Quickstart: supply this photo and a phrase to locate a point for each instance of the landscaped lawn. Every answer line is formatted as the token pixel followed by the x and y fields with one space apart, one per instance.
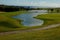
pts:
pixel 49 34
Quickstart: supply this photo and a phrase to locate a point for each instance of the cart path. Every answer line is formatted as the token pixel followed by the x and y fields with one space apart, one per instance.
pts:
pixel 30 30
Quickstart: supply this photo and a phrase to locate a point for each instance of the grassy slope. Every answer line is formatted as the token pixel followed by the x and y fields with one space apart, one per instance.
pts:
pixel 49 34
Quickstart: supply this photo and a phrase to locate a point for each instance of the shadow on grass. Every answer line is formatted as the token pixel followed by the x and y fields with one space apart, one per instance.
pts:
pixel 7 24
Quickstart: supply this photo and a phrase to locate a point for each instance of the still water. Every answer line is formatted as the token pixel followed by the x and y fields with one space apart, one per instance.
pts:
pixel 28 19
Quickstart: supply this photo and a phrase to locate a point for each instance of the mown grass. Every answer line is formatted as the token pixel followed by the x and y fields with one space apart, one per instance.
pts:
pixel 48 34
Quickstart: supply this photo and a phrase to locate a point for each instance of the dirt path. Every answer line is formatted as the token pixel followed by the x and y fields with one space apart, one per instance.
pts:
pixel 30 30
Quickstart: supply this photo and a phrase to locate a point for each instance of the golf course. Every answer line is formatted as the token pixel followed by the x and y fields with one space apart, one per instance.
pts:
pixel 12 29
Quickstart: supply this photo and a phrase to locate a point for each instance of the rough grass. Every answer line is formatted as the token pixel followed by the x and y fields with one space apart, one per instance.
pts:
pixel 49 34
pixel 7 23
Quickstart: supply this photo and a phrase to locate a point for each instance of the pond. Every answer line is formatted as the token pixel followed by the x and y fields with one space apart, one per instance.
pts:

++++

■ Request ■
Can you retype all of the material above word for word, leaving the picture out?

■ Complete response ■
Quickstart: supply this photo and a phrase to locate a point for each instance of the landscaped lawn. Every answer line is formatted as the token pixel followed by the x and y fields with one space apart, one per instance.
pts:
pixel 49 34
Quickstart: supply this photo and a phrase to locate a point for each instance of the cart path. Every answer line is formatted as the token pixel followed by the x and y fields with one space apart, one per instance.
pts:
pixel 30 30
Quickstart: supply this photo and a phrase to locate a point for each instance of the grassy slope. Every answer line is formatted as the token pixel followed by the x and y fields with one space apart, one per instance.
pts:
pixel 49 34
Quickstart: supply this photo and a phrase to locate a point for each instance of the shadow on grass. Every answer line is formatted as the token pixel followed by the x and y fields with one space apart, one per instance.
pts:
pixel 7 24
Quickstart: supply this photo and a phrase to locate a point for each instance of the still water. Every answer line is formatted as the token pixel followed by the x and y fields with one space apart, one per instance.
pts:
pixel 28 19
Quickstart: supply this photo and a phrase to locate a point for each instance of the mown grass. Every answer line is formatted as the token pixel followed by the x and y fields with one space apart, one per instance.
pts:
pixel 48 34
Quickstart: supply this photo and a phrase to locate a point for each instance of the dirt path. Every answer line is formatted as the token pixel followed by the x and y fields with one space apart, one per instance.
pts:
pixel 30 30
Quickstart: supply this photo and a phrase to locate a point for each instance of the golf course. Every answer line is formatted as the token pixel followed by the x and y fields with one space apart, one per instance.
pts:
pixel 12 29
Quickstart: supply this photo and a phrase to locate a point for each instance of the rough grass. Every answer line is formatted as the token pixel followed by the x and y fields with one space apart, one per instance.
pts:
pixel 49 34
pixel 7 23
Quickstart: supply this photo and a phrase to locate a point for each instance of the pond. Every answer line is formatted as the token pixel followed by the x and y fields with one space apart, one per instance.
pts:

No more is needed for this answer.